### Work instruction
Retrieve each line that contains the word "barbed" from the entries below.

### Stored data
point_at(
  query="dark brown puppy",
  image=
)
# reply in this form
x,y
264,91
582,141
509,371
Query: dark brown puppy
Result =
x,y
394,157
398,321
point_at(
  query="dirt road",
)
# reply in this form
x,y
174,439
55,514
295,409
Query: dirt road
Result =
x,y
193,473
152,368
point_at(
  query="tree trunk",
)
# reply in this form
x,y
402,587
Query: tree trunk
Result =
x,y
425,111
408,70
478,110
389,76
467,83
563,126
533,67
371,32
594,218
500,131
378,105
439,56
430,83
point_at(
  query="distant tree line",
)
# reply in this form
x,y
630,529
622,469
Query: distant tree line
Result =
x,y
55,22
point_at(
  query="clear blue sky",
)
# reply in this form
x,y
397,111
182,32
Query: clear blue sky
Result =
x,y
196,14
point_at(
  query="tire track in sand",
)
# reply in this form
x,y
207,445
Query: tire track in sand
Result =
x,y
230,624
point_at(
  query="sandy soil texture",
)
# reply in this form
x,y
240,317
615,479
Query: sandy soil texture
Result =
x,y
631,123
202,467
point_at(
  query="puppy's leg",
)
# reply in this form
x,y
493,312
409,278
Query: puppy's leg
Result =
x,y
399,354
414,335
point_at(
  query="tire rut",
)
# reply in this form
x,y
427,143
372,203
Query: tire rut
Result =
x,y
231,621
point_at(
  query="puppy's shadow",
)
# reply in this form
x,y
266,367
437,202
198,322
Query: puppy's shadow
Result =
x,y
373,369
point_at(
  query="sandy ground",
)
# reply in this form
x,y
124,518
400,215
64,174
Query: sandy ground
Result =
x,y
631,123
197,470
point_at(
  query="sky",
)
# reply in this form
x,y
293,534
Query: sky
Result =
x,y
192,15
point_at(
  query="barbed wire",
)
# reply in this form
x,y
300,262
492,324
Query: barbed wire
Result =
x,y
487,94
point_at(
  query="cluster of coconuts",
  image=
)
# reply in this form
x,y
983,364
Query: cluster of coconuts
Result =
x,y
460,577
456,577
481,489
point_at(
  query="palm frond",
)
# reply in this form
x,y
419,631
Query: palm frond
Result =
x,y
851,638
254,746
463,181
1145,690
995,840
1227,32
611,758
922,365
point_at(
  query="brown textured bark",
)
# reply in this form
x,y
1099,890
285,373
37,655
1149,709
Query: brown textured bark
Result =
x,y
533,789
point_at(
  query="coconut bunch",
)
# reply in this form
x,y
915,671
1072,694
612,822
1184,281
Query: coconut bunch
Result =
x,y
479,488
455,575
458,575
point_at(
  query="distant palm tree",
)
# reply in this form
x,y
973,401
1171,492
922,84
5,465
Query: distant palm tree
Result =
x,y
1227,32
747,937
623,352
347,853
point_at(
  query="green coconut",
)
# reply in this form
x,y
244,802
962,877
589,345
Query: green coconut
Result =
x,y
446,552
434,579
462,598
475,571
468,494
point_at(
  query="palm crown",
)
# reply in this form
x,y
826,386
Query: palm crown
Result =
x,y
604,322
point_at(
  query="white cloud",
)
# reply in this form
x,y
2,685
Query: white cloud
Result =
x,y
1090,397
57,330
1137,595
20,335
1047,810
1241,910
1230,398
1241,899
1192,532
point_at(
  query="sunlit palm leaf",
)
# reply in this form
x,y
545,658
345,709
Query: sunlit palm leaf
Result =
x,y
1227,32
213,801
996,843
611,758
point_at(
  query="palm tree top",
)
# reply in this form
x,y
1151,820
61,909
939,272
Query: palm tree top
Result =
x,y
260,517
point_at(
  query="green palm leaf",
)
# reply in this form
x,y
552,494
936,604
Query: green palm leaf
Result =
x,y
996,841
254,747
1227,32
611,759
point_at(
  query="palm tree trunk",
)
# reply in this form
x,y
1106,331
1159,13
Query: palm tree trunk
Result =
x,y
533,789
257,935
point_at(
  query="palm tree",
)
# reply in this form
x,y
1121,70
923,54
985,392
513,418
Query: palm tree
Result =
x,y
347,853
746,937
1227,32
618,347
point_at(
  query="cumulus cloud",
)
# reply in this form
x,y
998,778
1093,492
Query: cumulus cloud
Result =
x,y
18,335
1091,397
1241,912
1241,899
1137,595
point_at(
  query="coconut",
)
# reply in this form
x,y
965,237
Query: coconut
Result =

### Written response
  query="barbed wire",
Query: barbed wire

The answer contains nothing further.